• **Records contained in a dataset**:
++++++++++++++++++++
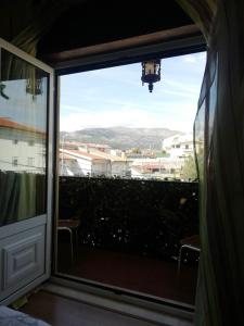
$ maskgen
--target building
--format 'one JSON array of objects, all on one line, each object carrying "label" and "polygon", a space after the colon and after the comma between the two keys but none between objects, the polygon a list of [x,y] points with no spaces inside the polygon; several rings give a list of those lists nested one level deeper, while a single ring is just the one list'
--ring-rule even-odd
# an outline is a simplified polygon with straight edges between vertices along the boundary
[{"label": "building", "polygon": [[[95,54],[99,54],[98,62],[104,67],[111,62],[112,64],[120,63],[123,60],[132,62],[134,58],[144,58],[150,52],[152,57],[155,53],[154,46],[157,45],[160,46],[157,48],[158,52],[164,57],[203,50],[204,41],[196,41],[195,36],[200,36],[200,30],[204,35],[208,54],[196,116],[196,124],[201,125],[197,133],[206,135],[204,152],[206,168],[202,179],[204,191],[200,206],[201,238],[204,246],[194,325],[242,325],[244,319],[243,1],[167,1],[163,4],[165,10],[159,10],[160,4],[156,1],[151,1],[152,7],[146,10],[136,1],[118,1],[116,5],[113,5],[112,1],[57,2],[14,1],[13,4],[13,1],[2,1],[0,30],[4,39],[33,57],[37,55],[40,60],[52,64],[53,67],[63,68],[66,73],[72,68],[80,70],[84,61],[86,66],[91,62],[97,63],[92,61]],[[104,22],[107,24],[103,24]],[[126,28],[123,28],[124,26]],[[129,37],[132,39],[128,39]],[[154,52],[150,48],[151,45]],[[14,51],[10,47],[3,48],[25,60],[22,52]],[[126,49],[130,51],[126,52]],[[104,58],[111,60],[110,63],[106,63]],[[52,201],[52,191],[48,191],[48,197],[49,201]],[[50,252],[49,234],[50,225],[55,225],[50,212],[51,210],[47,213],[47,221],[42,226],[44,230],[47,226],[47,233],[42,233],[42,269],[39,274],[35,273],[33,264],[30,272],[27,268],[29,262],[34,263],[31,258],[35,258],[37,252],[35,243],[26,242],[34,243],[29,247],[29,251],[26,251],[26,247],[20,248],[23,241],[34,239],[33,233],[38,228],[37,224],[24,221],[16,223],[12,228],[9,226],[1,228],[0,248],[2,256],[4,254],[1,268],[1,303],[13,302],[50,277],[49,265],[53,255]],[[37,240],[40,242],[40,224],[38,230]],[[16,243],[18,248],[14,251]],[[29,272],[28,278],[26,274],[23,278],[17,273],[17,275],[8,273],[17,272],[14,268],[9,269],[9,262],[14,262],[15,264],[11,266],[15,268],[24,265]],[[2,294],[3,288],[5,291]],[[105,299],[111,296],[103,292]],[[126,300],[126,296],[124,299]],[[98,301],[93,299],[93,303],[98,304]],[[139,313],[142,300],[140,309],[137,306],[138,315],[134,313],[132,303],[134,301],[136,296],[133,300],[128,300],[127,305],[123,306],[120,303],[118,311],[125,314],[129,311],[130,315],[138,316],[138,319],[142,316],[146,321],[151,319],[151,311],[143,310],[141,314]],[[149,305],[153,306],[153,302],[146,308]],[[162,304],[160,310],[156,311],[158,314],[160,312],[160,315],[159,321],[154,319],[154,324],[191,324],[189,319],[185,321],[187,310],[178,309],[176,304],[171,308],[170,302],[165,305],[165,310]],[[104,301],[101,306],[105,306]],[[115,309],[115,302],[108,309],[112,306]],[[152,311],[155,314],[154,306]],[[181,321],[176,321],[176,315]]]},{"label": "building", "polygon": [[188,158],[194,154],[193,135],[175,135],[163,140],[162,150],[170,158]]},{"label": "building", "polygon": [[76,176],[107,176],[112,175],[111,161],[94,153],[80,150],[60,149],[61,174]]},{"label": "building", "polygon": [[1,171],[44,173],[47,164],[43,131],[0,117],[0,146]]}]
++++++++++++++++++++
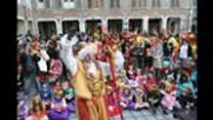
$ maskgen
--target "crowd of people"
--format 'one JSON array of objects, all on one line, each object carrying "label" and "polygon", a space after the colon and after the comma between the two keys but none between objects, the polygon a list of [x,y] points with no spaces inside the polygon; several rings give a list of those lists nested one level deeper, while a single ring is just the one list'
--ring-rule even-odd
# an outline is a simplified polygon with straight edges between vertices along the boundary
++++++++++++++++++++
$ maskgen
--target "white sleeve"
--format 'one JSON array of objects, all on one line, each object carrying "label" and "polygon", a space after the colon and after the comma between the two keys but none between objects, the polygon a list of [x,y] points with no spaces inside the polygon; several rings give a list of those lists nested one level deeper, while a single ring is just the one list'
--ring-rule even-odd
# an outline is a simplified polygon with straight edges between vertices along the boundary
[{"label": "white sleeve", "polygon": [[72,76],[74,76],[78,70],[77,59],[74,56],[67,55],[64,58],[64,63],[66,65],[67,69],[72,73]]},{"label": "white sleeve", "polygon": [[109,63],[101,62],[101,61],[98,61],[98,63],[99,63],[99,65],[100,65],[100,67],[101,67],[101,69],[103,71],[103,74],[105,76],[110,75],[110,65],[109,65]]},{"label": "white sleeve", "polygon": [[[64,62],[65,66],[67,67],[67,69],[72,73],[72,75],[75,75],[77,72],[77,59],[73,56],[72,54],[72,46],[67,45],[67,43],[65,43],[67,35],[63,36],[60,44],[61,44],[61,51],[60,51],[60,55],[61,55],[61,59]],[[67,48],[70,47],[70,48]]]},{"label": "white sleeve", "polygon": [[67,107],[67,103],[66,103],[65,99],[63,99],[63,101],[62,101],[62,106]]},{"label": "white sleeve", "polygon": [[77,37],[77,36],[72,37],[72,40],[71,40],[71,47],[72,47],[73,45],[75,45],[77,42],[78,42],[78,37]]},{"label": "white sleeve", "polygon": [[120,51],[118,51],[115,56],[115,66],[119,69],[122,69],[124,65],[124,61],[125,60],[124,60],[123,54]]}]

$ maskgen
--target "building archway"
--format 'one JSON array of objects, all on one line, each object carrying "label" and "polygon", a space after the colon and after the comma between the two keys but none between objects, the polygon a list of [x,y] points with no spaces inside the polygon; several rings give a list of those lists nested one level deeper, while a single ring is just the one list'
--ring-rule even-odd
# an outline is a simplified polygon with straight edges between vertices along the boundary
++++++++++++++++++++
• **Requirements**: Find each line in the material above that contains the word "target" and copy those lines out. Upper and lower case must match.

• **Answer to the problem**:
--target building
--target "crowd of people"
--target "white sleeve"
--target "building archway"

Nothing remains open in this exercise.